» **Work required**:
Give back exactly the lines of the entries below from the line with "search: river water" to the line with "search: dense forest background", inclusive, and only those.

________________________

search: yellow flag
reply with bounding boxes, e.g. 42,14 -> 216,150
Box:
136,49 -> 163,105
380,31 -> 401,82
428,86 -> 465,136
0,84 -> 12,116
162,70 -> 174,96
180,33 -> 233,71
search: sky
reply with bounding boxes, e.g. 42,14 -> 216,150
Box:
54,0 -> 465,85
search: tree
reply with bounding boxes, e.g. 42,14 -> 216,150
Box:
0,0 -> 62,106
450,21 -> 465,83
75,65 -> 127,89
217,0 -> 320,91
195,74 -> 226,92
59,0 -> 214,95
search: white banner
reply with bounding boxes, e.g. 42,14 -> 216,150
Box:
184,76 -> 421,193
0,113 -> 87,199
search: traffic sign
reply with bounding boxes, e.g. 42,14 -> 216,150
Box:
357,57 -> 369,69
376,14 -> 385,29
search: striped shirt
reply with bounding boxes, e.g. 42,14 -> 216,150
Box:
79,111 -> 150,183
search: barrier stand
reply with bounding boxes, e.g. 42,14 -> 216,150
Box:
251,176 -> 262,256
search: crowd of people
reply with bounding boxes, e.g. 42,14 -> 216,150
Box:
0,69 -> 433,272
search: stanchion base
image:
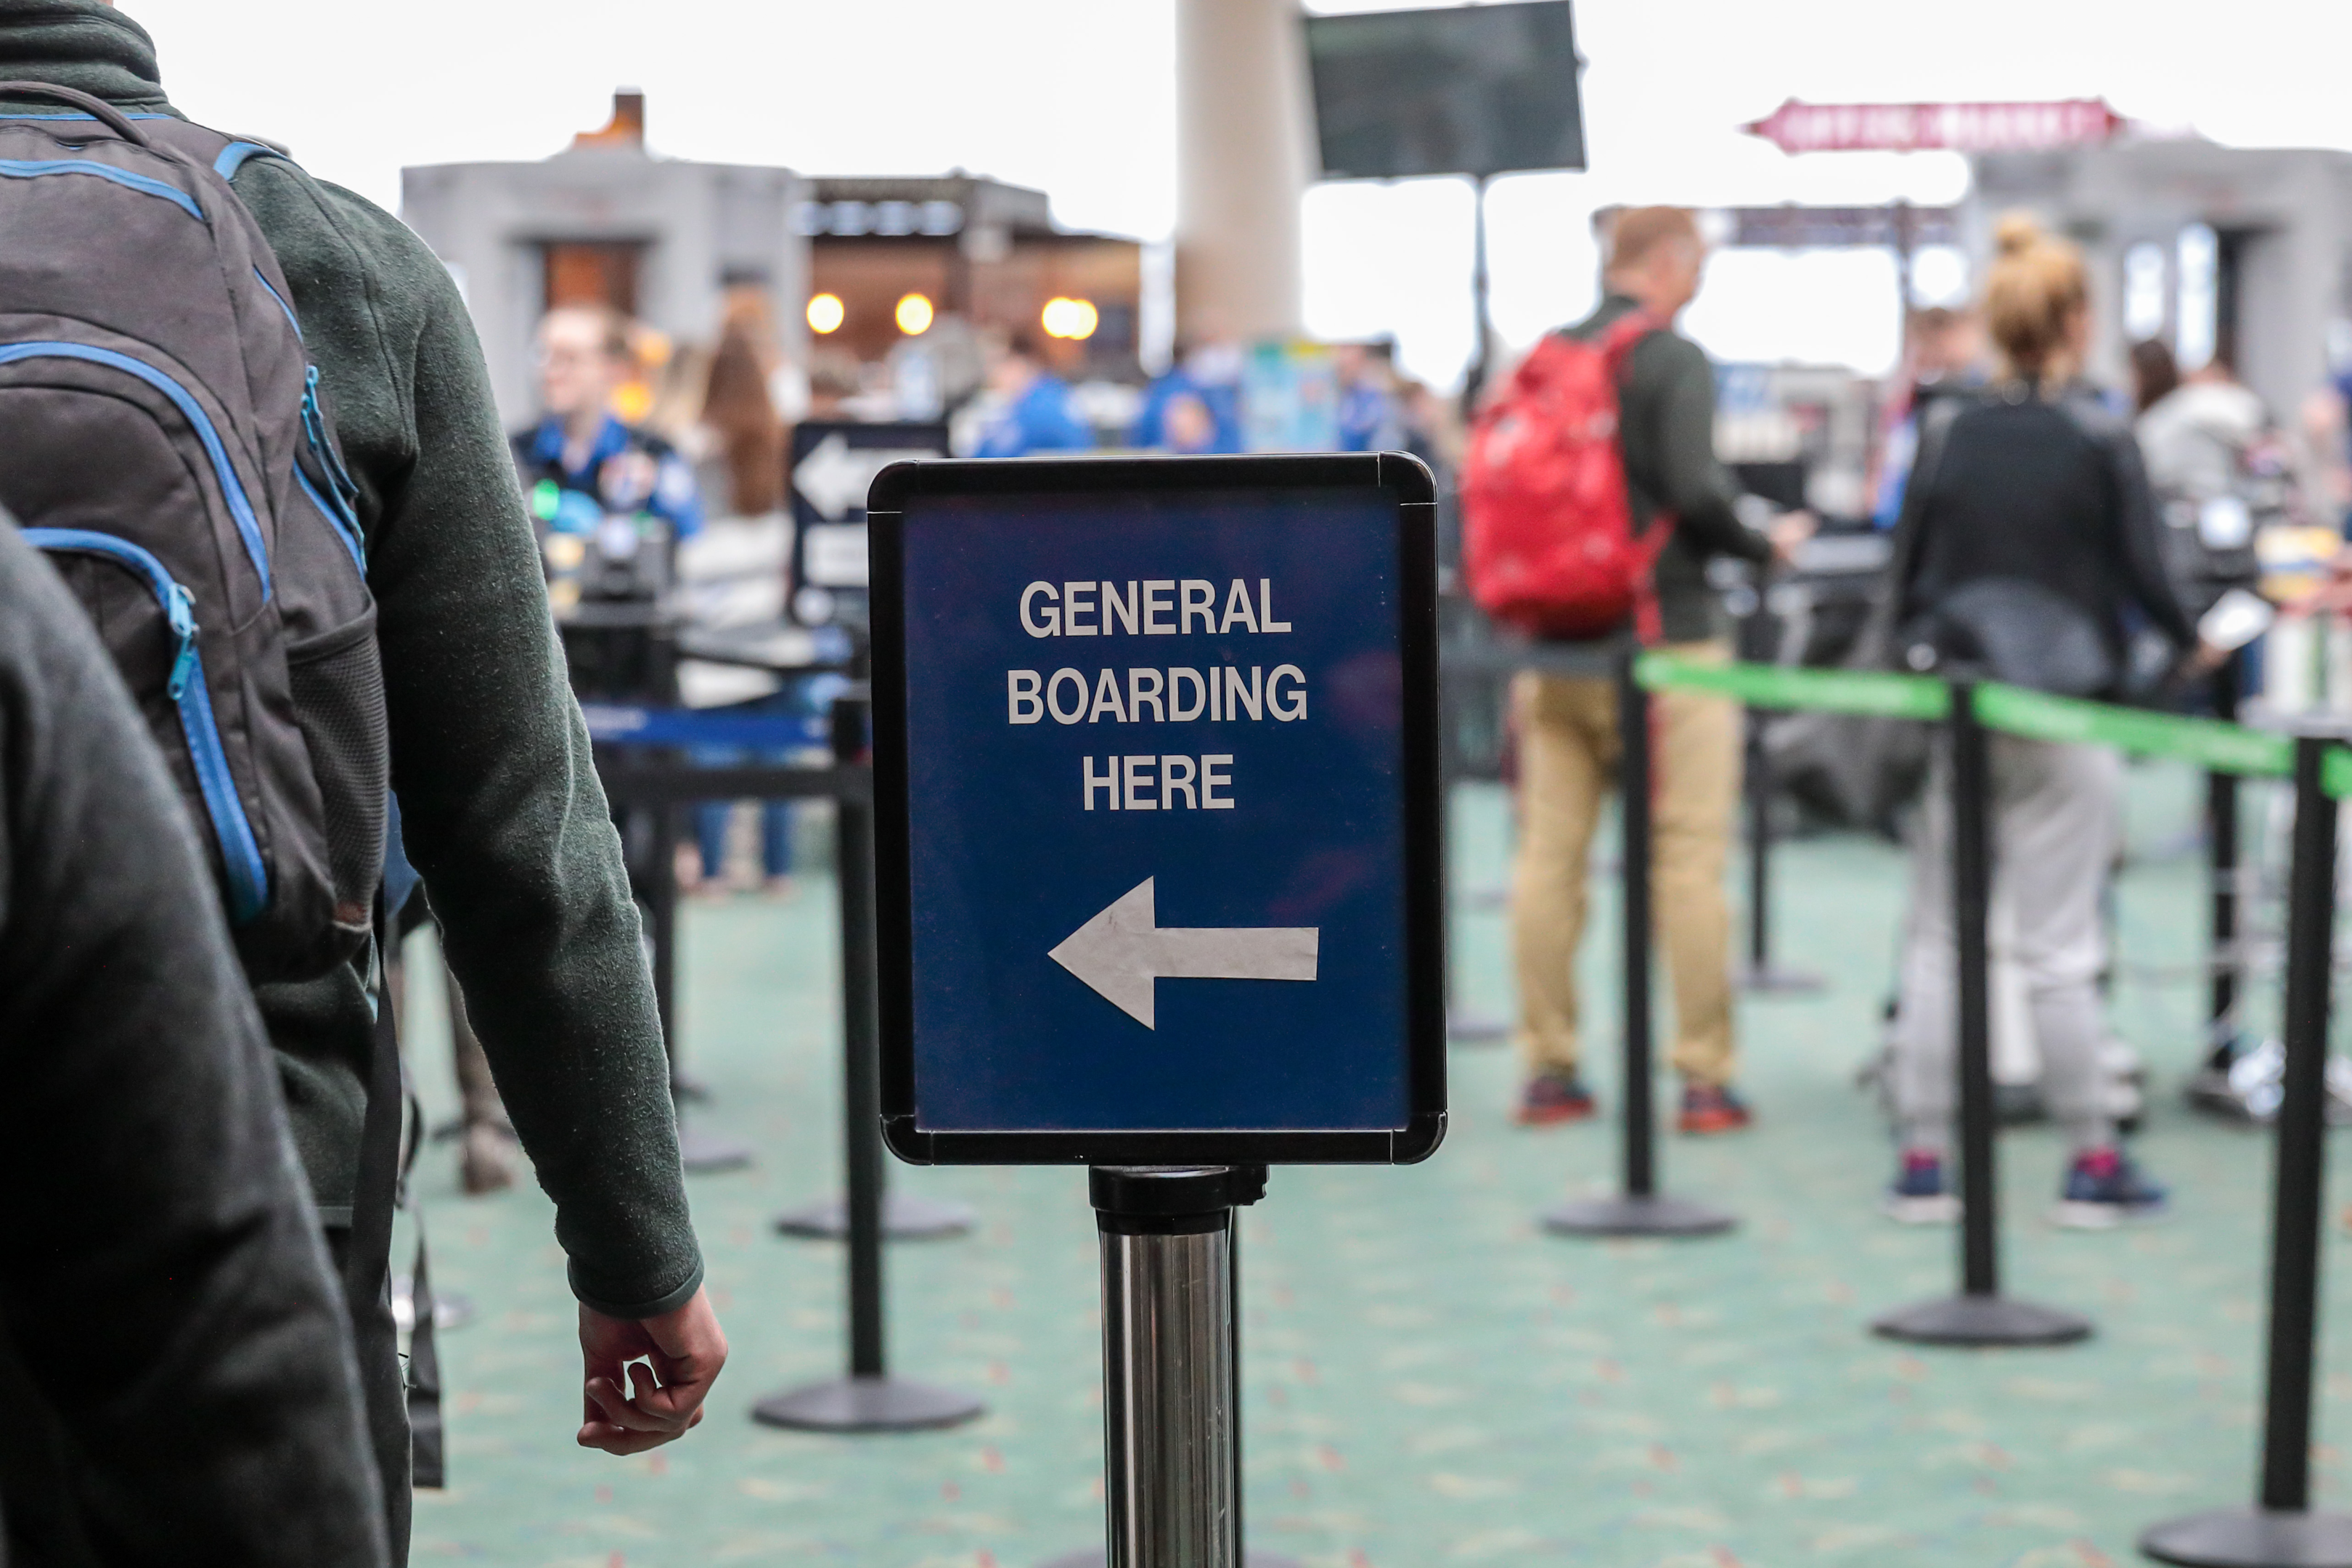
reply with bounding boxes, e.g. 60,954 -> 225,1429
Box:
773,1193 -> 978,1241
1037,1551 -> 1302,1567
1871,1293 -> 2091,1347
751,1375 -> 984,1433
677,1122 -> 755,1174
2141,1506 -> 2352,1567
1542,1193 -> 1737,1238
1738,963 -> 1826,996
1447,1005 -> 1509,1044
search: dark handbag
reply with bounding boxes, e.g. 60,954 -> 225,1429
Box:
1899,576 -> 2118,698
1766,398 -> 1969,833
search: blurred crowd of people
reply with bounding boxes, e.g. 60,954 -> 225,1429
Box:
1484,198 -> 2352,1231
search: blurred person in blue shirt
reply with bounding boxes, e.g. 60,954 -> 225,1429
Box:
1334,338 -> 1407,452
1870,306 -> 1983,529
1130,338 -> 1244,453
513,306 -> 703,546
974,333 -> 1091,457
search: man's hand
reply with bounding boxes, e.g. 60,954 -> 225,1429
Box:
1766,510 -> 1819,567
577,1286 -> 727,1455
2183,637 -> 2233,678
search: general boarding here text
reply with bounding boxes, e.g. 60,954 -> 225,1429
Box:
1004,578 -> 1304,812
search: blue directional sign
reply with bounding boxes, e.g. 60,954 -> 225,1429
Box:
870,454 -> 1445,1165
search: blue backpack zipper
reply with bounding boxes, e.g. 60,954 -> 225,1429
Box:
249,276 -> 365,570
0,157 -> 203,219
294,458 -> 364,569
295,368 -> 365,566
300,367 -> 364,519
0,341 -> 271,599
23,528 -> 269,923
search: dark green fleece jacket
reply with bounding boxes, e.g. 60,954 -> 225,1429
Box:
0,0 -> 701,1319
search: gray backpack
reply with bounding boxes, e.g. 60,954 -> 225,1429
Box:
0,83 -> 383,981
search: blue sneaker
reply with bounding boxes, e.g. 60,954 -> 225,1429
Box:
2052,1147 -> 2168,1229
1883,1148 -> 1959,1225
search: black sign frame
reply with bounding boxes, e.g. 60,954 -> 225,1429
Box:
868,452 -> 1447,1167
788,419 -> 951,629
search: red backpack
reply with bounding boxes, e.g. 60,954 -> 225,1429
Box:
1461,312 -> 1667,641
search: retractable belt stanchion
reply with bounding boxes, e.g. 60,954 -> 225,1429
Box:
1543,644 -> 1737,1238
2194,652 -> 2252,1114
775,695 -> 976,1242
642,796 -> 756,1173
754,701 -> 985,1432
1438,647 -> 1508,1045
1873,679 -> 2091,1347
587,697 -> 981,1425
1739,703 -> 1824,995
1732,582 -> 1821,997
1037,1167 -> 1300,1568
2142,730 -> 2352,1568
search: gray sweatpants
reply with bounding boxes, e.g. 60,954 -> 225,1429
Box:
1892,733 -> 2120,1156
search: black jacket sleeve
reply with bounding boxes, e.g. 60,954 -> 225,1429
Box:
0,525 -> 388,1568
1626,332 -> 1771,566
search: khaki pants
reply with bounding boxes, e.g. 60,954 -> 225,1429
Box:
1508,640 -> 1741,1087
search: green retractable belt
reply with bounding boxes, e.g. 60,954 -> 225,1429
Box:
1637,650 -> 2352,793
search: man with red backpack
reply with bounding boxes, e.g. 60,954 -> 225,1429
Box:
1469,206 -> 1810,1134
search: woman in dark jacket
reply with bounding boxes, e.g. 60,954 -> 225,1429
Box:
1883,213 -> 2205,1229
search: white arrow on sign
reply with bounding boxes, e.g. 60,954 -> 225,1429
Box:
1048,877 -> 1319,1029
791,433 -> 935,520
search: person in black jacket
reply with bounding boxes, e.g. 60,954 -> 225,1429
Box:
1882,213 -> 2208,1229
0,518 -> 388,1567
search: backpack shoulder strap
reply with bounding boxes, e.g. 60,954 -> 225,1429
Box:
213,139 -> 290,179
1596,309 -> 1665,374
136,118 -> 298,180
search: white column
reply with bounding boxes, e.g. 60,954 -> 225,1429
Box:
1176,0 -> 1314,343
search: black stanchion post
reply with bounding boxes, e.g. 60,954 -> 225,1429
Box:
1439,643 -> 1508,1045
2141,732 -> 2352,1568
1874,680 -> 2089,1347
1543,645 -> 1736,1238
775,695 -> 974,1241
2192,653 -> 2251,1116
640,789 -> 754,1173
2213,761 -> 2242,1045
754,700 -> 984,1433
1739,705 -> 1824,995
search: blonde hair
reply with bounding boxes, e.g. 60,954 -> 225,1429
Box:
1983,213 -> 2087,384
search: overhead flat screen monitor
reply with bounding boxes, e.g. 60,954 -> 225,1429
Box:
869,454 -> 1445,1167
1305,0 -> 1585,181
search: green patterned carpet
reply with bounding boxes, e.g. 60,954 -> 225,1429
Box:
404,764 -> 2345,1567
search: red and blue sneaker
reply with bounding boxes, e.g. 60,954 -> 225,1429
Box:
1515,1071 -> 1596,1127
1884,1148 -> 1960,1225
1677,1083 -> 1753,1135
2052,1146 -> 2169,1229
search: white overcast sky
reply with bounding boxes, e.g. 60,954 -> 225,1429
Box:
128,0 -> 2352,389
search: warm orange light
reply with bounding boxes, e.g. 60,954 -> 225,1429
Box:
806,293 -> 845,334
895,293 -> 935,335
1042,296 -> 1099,340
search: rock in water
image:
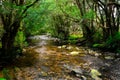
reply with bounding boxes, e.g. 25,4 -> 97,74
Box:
70,51 -> 79,55
90,69 -> 102,80
63,64 -> 83,74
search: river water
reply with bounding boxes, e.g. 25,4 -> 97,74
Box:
1,35 -> 116,80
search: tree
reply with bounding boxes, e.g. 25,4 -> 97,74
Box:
93,0 -> 120,52
50,0 -> 80,41
75,0 -> 120,43
75,0 -> 96,44
23,0 -> 52,36
93,0 -> 120,40
51,14 -> 70,40
0,0 -> 40,60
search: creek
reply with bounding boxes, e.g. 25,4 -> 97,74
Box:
1,35 -> 117,80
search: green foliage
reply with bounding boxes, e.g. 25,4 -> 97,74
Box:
105,32 -> 120,52
56,0 -> 80,20
68,35 -> 81,40
14,31 -> 28,48
23,0 -> 53,36
92,31 -> 103,43
0,78 -> 6,80
0,0 -> 41,61
93,43 -> 105,48
0,1 -> 25,17
2,68 -> 11,80
48,0 -> 81,41
68,35 -> 81,44
83,9 -> 95,20
23,0 -> 81,38
0,26 -> 4,48
93,32 -> 120,53
51,14 -> 70,40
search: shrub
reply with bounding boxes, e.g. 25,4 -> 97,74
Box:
105,32 -> 120,53
2,68 -> 11,80
51,14 -> 70,40
14,31 -> 28,48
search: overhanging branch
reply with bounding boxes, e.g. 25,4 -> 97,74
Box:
22,0 -> 40,14
107,2 -> 120,7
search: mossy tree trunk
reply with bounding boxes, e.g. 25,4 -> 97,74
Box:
1,20 -> 20,59
0,0 -> 39,60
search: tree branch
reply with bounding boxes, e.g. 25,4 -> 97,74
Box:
107,2 -> 120,7
22,0 -> 40,14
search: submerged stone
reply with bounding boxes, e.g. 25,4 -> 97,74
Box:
104,56 -> 114,60
70,51 -> 79,55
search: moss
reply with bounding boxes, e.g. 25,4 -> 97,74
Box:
68,34 -> 82,44
68,35 -> 82,40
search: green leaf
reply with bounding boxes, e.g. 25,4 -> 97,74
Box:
83,9 -> 95,19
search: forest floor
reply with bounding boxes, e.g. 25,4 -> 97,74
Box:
0,35 -> 119,80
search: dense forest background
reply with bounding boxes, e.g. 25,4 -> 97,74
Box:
0,0 -> 120,61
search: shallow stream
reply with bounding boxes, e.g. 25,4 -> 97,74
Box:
1,35 -> 116,80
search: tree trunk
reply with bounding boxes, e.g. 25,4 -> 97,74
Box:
1,22 -> 20,60
1,33 -> 14,55
0,0 -> 40,61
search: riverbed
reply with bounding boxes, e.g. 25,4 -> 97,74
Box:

________________________

» **Answer to the exercise**:
search: river water
reply with bounding boxes, e.g. 25,4 -> 97,74
Box:
1,35 -> 116,80
search: tree
reply with bounding boxes, e.g. 25,4 -> 97,74
Box:
93,0 -> 120,52
50,0 -> 80,41
75,0 -> 120,43
75,0 -> 96,44
23,0 -> 52,36
93,0 -> 120,40
51,14 -> 70,40
0,0 -> 40,60
search: creek
reply with bounding boxes, e.g. 25,4 -> 97,74
Box:
1,35 -> 117,80
search: green foliage
reply with bounding boxes, e.g. 25,4 -> 97,74
Box:
105,32 -> 120,52
56,0 -> 80,20
68,35 -> 81,40
14,31 -> 28,48
23,0 -> 53,36
92,31 -> 103,43
0,78 -> 6,80
0,0 -> 41,61
93,43 -> 105,48
0,1 -> 25,17
2,68 -> 11,80
48,0 -> 81,41
68,35 -> 81,44
83,9 -> 95,20
23,0 -> 81,38
0,26 -> 4,48
93,32 -> 120,53
51,14 -> 70,40
search: shrub
reply with bounding boxes, e.g. 25,4 -> 97,74
Box:
105,32 -> 120,53
2,68 -> 11,80
51,14 -> 70,40
14,31 -> 28,48
search: overhanging branch
reply with bounding boxes, e.g. 25,4 -> 97,74
Box:
22,0 -> 40,14
107,2 -> 120,7
search: mossy tree trunk
reply with bounding boxes, e.g. 25,4 -> 97,74
Box:
1,20 -> 20,59
0,0 -> 39,60
search: tree branch
reply with bounding boxes, e.g. 25,4 -> 97,74
Box:
107,2 -> 120,7
22,0 -> 40,14
search: submerged stone
reply with bounding boxes, e.g. 25,4 -> 97,74
Box:
104,56 -> 114,60
70,51 -> 79,55
search: moss
reply with bounding boxes, e.g. 25,4 -> 97,74
Box:
68,34 -> 82,44
68,35 -> 82,40
search: green leaf
reply with bounding boxes, e.g. 25,4 -> 97,74
Box:
83,9 -> 95,19
search: forest floor
reply with bounding boxes, e.g. 25,4 -> 97,74
Box:
0,35 -> 119,80
search: dense forest background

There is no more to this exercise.